> [AIM]: Rewrite the data from the line with "label_query: africa images watermark" to the line with "[1093,806,1172,896]" as a JSON list of strings, one string for each line and blank lines omitted.
------------------------------------------------------------
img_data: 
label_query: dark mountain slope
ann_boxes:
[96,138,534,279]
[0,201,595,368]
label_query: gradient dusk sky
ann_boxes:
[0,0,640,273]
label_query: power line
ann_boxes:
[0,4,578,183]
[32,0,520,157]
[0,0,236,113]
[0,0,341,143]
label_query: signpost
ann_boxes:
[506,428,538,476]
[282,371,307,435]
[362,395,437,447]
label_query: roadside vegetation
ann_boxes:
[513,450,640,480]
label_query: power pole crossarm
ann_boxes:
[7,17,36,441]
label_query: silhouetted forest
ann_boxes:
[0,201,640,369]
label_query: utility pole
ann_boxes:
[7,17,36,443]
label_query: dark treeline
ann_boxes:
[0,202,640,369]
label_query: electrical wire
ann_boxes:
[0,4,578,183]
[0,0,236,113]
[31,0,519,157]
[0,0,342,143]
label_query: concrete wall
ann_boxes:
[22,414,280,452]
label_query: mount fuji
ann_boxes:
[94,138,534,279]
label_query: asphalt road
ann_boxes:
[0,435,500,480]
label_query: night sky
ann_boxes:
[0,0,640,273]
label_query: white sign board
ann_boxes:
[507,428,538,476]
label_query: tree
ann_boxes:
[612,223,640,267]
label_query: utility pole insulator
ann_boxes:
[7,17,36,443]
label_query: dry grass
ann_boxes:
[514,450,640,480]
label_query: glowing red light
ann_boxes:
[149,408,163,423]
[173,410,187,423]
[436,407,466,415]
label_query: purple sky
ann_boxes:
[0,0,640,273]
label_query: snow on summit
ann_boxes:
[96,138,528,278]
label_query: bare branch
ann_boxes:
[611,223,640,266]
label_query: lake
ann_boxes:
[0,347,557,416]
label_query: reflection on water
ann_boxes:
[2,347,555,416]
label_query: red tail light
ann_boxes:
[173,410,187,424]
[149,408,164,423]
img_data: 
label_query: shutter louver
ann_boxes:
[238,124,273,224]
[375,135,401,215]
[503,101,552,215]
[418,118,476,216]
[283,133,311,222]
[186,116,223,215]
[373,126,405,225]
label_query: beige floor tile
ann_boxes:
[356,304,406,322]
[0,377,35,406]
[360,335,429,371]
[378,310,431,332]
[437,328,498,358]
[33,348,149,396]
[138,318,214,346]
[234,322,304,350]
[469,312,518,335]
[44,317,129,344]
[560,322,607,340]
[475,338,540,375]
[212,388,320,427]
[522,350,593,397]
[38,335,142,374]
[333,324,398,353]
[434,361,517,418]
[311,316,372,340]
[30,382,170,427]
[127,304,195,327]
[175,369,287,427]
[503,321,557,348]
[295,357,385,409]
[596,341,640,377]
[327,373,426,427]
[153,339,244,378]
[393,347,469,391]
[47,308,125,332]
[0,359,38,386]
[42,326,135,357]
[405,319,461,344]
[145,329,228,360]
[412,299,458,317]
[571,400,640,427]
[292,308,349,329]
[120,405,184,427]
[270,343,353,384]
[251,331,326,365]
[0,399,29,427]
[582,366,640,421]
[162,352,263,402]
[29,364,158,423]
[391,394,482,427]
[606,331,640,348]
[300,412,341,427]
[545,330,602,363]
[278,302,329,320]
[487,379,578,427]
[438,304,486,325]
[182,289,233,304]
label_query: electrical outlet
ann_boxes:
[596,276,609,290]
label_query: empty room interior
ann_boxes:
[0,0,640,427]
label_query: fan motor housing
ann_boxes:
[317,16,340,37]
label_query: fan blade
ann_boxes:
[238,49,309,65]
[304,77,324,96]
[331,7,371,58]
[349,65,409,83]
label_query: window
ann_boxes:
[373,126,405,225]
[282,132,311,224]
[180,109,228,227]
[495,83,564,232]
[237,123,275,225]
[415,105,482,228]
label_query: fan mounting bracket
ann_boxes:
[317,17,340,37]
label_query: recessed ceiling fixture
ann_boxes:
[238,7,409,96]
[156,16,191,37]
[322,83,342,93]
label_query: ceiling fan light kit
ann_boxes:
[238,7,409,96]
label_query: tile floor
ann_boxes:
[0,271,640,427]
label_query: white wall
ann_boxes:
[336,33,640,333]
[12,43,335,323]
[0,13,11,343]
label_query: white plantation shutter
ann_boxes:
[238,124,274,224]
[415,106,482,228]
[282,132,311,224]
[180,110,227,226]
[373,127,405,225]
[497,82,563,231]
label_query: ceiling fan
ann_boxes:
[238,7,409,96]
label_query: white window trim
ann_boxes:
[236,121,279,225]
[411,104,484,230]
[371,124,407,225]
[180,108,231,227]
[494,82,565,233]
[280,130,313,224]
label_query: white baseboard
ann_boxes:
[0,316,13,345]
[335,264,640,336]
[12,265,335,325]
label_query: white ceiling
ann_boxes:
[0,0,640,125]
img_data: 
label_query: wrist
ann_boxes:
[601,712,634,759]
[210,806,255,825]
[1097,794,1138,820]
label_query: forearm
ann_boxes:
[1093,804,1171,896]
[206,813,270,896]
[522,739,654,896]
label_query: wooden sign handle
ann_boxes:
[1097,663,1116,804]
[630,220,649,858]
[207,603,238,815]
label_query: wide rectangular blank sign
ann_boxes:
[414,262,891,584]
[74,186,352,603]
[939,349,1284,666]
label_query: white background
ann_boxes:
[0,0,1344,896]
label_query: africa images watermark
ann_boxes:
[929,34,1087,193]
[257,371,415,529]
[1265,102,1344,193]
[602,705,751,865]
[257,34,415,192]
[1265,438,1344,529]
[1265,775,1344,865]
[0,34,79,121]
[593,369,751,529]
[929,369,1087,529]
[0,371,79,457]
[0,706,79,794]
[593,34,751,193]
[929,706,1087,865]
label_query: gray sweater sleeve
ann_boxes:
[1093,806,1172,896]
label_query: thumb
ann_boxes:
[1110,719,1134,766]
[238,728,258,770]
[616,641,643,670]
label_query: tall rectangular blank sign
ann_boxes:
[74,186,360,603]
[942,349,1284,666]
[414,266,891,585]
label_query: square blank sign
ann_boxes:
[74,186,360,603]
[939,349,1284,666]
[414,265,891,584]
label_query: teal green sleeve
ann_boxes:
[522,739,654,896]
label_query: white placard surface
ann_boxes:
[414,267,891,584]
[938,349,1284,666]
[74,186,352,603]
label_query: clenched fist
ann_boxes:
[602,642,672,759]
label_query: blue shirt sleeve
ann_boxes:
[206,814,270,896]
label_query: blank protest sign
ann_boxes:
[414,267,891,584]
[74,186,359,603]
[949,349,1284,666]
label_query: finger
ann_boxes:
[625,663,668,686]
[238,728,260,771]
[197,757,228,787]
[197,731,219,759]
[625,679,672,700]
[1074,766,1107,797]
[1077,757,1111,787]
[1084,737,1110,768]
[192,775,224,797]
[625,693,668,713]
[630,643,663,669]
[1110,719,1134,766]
------------------------------------------------------------
> [THE RESPONSE]:
[
  "label_query: africa images watermark",
  "ann_boxes:",
  "[929,34,1087,193]",
  "[257,371,415,529]",
  "[1265,102,1344,193]",
  "[602,705,751,865]",
  "[257,34,415,192]",
  "[1265,438,1344,529]",
  "[1265,775,1344,865]",
  "[0,34,79,121]",
  "[593,369,751,529]",
  "[929,369,1087,529]",
  "[0,371,79,457]",
  "[0,706,79,794]",
  "[593,34,751,193]",
  "[929,706,1087,865]",
  "label_query: gray sweater sleeve",
  "ann_boxes:",
  "[1093,806,1172,896]"
]